▸ **Material provided**:
= = =
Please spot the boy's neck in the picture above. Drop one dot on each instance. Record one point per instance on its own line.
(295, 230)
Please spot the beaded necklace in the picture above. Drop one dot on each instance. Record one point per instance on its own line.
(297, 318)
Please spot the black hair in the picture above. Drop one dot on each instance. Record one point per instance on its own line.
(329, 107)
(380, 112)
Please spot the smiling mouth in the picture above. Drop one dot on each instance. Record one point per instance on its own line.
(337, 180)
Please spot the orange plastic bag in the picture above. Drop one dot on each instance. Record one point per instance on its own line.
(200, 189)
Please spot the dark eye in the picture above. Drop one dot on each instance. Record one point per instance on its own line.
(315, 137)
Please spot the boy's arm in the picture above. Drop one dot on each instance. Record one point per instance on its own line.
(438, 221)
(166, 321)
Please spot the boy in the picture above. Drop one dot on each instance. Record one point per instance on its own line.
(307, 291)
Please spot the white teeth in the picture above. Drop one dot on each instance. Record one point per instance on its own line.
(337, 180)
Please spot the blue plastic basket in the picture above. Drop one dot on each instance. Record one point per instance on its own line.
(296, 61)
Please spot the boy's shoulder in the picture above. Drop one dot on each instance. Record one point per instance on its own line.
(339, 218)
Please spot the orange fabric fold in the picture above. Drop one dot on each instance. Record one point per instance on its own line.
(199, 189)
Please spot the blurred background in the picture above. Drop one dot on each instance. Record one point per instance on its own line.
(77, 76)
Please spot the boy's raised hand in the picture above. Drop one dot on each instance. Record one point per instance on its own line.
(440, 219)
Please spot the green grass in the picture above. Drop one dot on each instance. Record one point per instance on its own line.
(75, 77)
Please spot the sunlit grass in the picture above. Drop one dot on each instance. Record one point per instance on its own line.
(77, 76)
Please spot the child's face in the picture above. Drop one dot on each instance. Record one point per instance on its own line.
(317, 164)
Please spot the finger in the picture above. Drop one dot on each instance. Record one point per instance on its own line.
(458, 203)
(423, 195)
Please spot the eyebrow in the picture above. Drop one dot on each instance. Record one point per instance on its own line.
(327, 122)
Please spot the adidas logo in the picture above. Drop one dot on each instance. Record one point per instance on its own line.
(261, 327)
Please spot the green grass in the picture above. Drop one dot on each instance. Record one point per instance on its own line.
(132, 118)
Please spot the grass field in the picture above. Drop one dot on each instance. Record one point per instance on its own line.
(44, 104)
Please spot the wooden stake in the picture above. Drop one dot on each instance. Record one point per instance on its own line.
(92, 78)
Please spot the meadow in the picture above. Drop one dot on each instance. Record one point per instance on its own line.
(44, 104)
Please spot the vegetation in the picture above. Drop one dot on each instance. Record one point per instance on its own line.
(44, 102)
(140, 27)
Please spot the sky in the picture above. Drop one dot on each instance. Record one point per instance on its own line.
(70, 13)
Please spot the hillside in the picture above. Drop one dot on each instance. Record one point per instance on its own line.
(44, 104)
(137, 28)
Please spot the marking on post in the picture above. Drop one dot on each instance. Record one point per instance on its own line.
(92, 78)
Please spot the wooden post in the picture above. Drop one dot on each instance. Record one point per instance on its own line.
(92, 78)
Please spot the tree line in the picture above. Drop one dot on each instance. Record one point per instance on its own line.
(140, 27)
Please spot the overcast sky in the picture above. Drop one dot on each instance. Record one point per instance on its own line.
= = =
▸ **To do**: Retype, exactly and only, the lines running from the one with "Please spot the vegetation" through the final line of the listing above.

▸ **Finished answer**:
Please spot the vegetation in the picture above. Drop one dot on each instance. Record one point per instance on its own line.
(44, 102)
(140, 27)
Please spot the sky in the picture above. Drop one dot on each instance. Record one point per instance on its own line.
(70, 13)
Please spot the hillside in the picture above. Drop one dot on each instance. Record one point per instance on its own line.
(44, 104)
(137, 28)
Please spot the marking on post in the picture above. Drop one dot on each instance. Record one point per instance on its own line.
(92, 78)
Please spot the wooden post in the picture above. Drop one dot on each instance. Record one point per instance on its own line.
(92, 78)
Please spot the tree line in the picture above. Drop one dot on each instance. Record one point per instance on its own line.
(140, 27)
Please spot the overcast sky in the picture above. Drop one dot on each instance. Record one point per instance on its own line.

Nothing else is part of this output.